Required work
When you find the word "handrail" in a line of the entries, please copy the whole line.

(Point-per-instance localization data)
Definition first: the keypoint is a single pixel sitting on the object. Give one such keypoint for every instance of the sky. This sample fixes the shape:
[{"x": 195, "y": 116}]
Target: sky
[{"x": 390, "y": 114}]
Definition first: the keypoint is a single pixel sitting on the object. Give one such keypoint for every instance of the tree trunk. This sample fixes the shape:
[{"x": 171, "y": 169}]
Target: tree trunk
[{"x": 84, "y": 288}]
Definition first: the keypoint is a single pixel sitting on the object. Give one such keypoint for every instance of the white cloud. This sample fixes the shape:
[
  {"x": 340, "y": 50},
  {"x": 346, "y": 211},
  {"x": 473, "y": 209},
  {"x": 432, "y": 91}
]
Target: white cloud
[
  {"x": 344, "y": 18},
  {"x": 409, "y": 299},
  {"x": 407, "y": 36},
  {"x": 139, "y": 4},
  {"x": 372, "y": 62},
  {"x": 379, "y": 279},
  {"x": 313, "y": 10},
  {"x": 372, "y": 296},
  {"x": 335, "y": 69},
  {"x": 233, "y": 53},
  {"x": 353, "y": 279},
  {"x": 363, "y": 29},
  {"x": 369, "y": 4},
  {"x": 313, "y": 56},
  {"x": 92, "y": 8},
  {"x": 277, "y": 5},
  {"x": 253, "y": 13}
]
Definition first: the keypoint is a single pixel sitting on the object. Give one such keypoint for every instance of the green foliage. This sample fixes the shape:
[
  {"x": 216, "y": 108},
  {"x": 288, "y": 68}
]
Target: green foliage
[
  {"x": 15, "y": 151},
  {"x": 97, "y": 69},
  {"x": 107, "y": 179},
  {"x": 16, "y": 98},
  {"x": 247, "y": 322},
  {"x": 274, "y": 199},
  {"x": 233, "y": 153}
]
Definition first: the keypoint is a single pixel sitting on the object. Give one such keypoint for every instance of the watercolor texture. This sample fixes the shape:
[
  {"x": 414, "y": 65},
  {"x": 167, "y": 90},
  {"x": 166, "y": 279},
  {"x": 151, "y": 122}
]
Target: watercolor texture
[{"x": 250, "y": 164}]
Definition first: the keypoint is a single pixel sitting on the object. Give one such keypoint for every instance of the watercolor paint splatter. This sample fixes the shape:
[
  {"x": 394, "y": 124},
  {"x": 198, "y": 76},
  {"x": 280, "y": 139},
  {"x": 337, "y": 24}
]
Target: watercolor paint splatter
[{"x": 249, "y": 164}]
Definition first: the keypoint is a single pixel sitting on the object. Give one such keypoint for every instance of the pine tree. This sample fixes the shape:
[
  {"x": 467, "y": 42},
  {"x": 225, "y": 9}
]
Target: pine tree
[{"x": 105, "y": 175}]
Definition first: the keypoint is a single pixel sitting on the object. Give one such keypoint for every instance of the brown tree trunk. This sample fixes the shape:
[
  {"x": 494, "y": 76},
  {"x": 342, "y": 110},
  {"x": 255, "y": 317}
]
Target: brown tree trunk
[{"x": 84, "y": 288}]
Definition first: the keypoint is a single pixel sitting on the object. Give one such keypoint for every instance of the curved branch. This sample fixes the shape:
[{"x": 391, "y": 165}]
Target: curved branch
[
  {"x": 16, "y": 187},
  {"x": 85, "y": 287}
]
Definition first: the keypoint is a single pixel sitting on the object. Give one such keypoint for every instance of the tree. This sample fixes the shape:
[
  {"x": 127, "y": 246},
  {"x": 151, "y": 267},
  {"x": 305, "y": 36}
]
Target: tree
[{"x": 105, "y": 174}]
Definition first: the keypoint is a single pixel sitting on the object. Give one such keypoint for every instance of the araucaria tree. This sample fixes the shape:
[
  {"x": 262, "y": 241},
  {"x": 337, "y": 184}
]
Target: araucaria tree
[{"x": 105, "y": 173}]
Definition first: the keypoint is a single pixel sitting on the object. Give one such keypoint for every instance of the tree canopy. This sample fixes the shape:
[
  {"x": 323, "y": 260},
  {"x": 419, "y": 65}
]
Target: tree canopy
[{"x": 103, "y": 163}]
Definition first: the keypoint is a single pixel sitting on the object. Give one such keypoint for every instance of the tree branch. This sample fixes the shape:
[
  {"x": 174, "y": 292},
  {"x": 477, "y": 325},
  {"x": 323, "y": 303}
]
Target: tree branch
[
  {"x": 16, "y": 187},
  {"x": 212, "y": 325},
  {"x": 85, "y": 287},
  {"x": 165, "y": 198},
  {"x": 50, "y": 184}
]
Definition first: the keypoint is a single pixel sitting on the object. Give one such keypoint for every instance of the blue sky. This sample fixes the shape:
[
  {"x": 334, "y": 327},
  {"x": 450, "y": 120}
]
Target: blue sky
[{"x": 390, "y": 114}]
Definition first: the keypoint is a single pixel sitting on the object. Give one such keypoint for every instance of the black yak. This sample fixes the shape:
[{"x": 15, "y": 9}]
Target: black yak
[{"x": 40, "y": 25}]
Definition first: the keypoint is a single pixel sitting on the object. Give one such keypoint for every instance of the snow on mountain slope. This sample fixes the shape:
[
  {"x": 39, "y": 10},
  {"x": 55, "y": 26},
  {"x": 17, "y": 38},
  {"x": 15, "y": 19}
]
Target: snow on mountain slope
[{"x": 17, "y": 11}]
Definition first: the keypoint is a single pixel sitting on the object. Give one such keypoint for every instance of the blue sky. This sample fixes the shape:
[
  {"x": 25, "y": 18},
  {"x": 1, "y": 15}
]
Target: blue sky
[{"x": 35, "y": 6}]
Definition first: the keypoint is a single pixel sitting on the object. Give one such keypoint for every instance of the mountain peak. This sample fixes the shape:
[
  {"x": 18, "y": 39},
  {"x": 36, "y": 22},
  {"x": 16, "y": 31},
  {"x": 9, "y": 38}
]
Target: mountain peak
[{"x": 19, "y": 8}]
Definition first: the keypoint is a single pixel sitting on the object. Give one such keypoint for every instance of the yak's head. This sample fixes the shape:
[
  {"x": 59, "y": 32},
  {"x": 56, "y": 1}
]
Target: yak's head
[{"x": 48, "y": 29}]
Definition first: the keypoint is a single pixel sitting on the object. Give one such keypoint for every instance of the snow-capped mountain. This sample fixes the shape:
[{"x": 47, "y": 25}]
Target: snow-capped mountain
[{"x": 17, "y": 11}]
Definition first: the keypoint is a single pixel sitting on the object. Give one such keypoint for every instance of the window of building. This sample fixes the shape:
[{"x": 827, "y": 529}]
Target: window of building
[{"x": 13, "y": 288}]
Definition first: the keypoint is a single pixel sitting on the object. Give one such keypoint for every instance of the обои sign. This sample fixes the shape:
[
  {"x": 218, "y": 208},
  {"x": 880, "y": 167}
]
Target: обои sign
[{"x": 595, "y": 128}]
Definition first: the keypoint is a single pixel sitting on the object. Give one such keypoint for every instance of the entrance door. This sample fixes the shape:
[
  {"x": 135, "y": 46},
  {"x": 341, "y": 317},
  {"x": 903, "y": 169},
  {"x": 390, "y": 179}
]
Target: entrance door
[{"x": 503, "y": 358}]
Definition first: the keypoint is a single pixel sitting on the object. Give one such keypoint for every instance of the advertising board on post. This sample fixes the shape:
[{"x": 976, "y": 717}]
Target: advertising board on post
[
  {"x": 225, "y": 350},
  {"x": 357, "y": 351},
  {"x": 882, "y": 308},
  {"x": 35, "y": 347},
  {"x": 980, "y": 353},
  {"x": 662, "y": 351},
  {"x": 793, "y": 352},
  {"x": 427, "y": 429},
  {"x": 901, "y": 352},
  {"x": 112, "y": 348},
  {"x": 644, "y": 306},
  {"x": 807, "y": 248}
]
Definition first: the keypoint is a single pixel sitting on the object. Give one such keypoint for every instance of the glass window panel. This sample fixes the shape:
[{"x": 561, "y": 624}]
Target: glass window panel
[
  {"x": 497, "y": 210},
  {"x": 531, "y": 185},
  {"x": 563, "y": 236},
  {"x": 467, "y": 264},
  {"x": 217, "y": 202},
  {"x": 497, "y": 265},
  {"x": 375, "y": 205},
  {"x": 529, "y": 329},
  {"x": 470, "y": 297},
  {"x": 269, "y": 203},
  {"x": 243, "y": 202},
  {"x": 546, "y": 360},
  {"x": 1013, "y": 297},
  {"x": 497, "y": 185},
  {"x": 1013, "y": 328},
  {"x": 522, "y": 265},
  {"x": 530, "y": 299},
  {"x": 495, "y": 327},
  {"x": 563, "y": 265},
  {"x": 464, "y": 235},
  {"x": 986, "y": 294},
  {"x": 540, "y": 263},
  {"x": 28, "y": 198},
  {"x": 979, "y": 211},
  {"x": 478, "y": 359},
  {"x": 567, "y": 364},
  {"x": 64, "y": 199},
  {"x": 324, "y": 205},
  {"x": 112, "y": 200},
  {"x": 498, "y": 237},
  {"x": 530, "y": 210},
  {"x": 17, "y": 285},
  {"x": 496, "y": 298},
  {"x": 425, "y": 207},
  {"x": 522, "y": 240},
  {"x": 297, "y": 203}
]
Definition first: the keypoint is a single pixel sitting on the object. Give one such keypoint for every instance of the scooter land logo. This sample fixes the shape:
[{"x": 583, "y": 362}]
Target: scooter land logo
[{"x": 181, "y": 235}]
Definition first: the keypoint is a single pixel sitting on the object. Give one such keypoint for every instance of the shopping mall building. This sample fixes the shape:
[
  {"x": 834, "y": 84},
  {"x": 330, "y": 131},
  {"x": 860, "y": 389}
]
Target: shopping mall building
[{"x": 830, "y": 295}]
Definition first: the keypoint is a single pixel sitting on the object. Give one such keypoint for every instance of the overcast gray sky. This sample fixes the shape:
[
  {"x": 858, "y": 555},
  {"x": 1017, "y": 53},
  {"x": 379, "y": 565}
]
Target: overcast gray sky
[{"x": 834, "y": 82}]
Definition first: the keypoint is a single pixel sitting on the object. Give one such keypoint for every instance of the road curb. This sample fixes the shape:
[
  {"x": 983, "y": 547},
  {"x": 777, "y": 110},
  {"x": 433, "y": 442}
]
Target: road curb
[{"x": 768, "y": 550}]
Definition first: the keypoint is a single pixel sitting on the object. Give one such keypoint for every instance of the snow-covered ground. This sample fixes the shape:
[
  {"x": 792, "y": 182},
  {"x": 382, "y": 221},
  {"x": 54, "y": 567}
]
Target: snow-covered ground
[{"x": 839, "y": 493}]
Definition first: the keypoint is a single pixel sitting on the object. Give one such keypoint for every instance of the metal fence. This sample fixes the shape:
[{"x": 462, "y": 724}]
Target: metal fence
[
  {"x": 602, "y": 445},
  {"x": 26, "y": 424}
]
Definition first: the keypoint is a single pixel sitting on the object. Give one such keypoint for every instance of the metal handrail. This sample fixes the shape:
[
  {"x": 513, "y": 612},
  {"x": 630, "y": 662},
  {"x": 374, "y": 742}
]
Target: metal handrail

Result for this task
Definition first: the keypoint is a single pixel sitting on the object. Give one such keypoint for every instance of the metal handrail. This sample fixes the shape:
Target: metal handrail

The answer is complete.